◆ PAGE EXTRACT ◆
------------------------------
I'm looking at her ESOL certificate now from the University of Cambridge and it says she has been awarded a Pass with Distinction. She sat the A2 exam and was upgraded to B1. If this is the case how can it happen? She sat exam in May 2013. Is it really down to an internet issue do you think?


----------



## signifi (Jul 30, 2013)

Ok Joppa, thank you.


----------



## signifi (Jul 30, 2013)

And...are you saying that all the other reasons for failure do not matter?


----------



## Joppa (Sep 7, 2009)

No. They were only looking at exceptional or compassionate grounds because she failed one of the requirements. If she meets the English requirement, there is no reason why she shouldn't get her visa.


----------



## signifi (Jul 30, 2013)

Thank you Joppa. I think we have figured out what happened. All Russian people who fly/travel outside the UK have 2 passports. A national one and international one. International passport is used for travel obviously. When she sat the exam she gave them her national one instead of international. So when they (the UKBA case worker) went to login in they probably used her international one. How do we rectify this? Cannot believe her visa has been refused over such a simple mistake.


----------



## Joppa (Sep 7, 2009)

Is there an email address on the letters? Send a mail and point out the problem.


----------



## signifi (Jul 30, 2013)

Also, they did not return her international passport which contains her existing UK fiance visa. Is that also normal?


----------



## Joppa (Sep 7, 2009)

They sometimes keep it if they are planning to remove the applicant from UK, and only hand the passport back at the airport just before departure.


----------



## signifi (Jul 30, 2013)

No Joppa there was no email address. And no direct phone number either. It's always extremely difficult and time consuming trying to contact them it seems. We feel as though someone should be held responsible for this disastrous effect which has been caused by what seems like a simple online problem. Do you think it's possible that most UKBA case workers would not be aware of the fact that most Russian people have two passports? An internal one and international one? Also, if they were having difficulty, why didn't they simply phone my wife? All seems very strange and unprofessional.
------------------------------
Entries from a pointing dataset
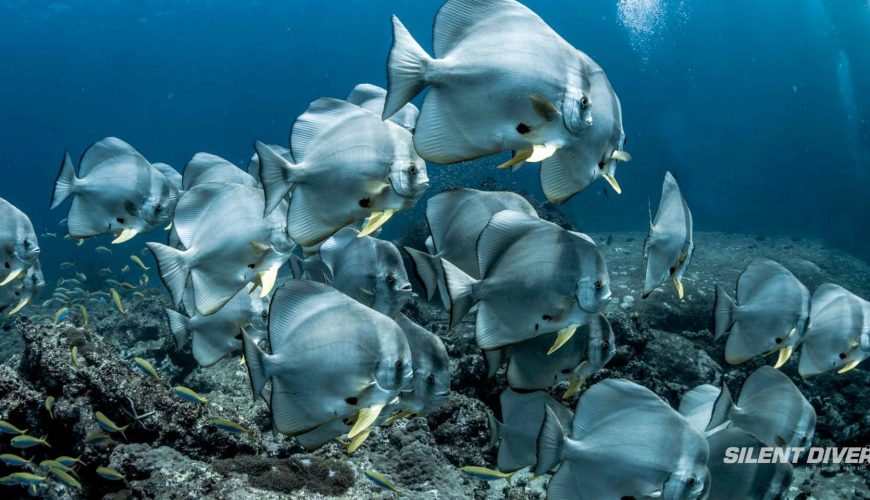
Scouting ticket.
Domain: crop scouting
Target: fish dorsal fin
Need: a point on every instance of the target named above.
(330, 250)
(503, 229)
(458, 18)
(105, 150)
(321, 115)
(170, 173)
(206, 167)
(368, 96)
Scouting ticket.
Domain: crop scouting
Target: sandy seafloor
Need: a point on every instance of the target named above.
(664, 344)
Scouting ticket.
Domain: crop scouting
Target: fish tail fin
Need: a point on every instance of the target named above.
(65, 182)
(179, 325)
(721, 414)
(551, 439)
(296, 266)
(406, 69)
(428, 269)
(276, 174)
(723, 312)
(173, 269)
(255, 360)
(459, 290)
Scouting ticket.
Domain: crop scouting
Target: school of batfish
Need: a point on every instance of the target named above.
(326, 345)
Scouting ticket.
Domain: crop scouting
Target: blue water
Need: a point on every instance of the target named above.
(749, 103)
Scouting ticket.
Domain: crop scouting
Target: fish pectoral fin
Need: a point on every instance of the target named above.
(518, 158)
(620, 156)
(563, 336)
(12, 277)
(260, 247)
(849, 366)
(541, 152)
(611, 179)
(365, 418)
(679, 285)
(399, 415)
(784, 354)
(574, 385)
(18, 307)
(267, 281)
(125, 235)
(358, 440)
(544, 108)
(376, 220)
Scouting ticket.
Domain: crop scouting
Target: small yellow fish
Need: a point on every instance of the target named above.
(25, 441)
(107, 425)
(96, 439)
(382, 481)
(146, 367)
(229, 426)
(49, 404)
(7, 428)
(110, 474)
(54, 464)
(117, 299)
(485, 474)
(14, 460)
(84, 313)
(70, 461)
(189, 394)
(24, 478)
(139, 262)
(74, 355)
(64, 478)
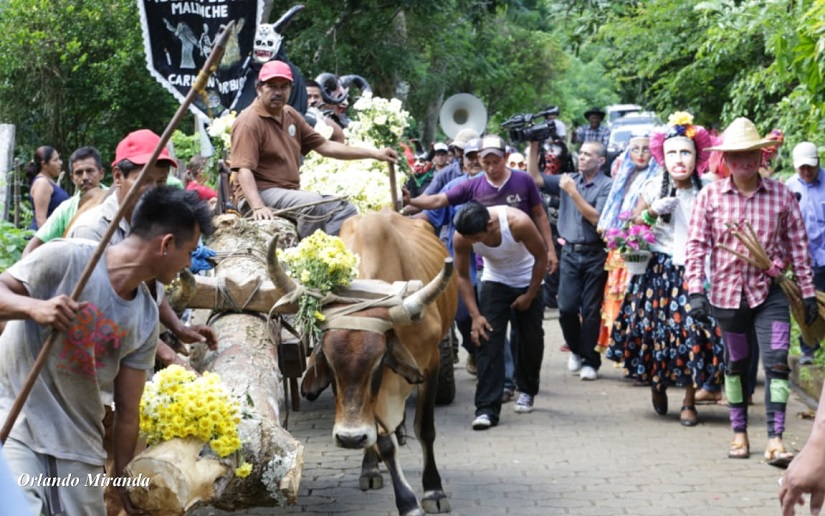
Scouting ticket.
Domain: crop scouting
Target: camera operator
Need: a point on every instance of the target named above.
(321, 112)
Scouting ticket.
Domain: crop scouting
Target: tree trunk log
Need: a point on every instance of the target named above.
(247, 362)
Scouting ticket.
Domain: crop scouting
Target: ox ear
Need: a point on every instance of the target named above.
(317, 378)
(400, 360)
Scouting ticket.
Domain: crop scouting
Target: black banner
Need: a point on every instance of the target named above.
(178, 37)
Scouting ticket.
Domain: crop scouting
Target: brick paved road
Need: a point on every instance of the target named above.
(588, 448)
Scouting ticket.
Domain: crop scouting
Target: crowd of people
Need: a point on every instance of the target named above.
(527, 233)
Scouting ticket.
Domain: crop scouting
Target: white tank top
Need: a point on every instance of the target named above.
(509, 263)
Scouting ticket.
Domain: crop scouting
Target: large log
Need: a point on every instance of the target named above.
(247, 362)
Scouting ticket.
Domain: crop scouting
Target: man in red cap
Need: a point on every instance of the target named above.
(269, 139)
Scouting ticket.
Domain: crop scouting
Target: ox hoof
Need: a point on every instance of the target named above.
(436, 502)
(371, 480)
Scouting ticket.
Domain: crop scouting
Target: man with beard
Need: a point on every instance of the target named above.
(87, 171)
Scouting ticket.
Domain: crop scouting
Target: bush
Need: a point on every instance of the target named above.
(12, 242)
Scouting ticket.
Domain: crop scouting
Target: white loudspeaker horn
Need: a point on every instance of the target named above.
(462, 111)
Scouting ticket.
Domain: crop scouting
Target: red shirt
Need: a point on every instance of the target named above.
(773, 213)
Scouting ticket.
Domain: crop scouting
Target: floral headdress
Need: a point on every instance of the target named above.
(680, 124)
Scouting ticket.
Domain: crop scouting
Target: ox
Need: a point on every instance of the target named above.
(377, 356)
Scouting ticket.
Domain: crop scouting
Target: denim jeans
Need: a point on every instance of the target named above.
------------------------------
◆ DIRECTIONS ◆
Extend the forum thread about the refused visa, picking up after its last post. The rows have nothing to do with this.

◆ FINAL RESULT ◆
----------



## lovestravel (Apr 9, 2012)

If she took the test with one passport and the application was filed with another passport, why would it be their mistake? Sounds like the blame should be with yourselves for submitting information that would not allow them to access the test?


----------



## signifi (Jul 30, 2013)

lovestravel said:


> If she took the test with one passport and the application was filed with another passport, why would it be their mistake? Sounds like the blame should be with yourselves for submitting information that would not allow them to access the test?


But we did not know that the UKBA required to check results online. We thought the paper certificate was all they needed. How is that our fault?


----------



## signifi (Jul 30, 2013)

As Joppa stated, this new rule only came in on April 6th last year. How were we to know?


----------



## lovestravel (Apr 9, 2012)

I understand you are upset but my point is that it is the responsibility of the applicant to submit the correct information. I doesn't sound like they made a mistake. It will do no good to blame them for the fact that two different passports were used. It sounds like you can appeal to correct the mistake and clarify the information. Blaming them for something that they did not do wrong will not help in a successful appeal.


----------



## signifi (Jul 30, 2013)

Still don't understand why the UKBA did not try to contact us. They have our phone/email contact details. Why ask for these details and not use them? Such a simple online error having such disastrous effects.


----------



## signifi (Jul 30, 2013)

lovestravel said:


> I understand you are upset but my point is that it is the responsibility of the applicant to submit the correct information. I doesn't sound like they made a mistake. It will do no good to blame them for the fact that two different passports were used. It sounds like you can appeal to correct the mistake and clarify the information. Blaming them for something that they did not do wrong will not help in a successful appeal.


Yes, but doesn't the appeal process take up to 8 months? In the meantime my wife cannot work and our whole life is put on hold when it clearly shouldn't be. She passed the test with flying colours (she even got upgraded) but because of a computer system anomaly we have to suffer.


----------



## lovestravel (Apr 9, 2012)

Joppa can correct me if I am wrong but in all the posts I have seen on here I have never seen anyone that was called by ukba to clarify information regardless if contact info is provided. It sounds like they can either the process the application successfully based on information provided or they can't and reject it. I also believe they are severely understaffed and have a he backlog of applications as it is and may not have the time to call every applicant that has missing or in accurate information.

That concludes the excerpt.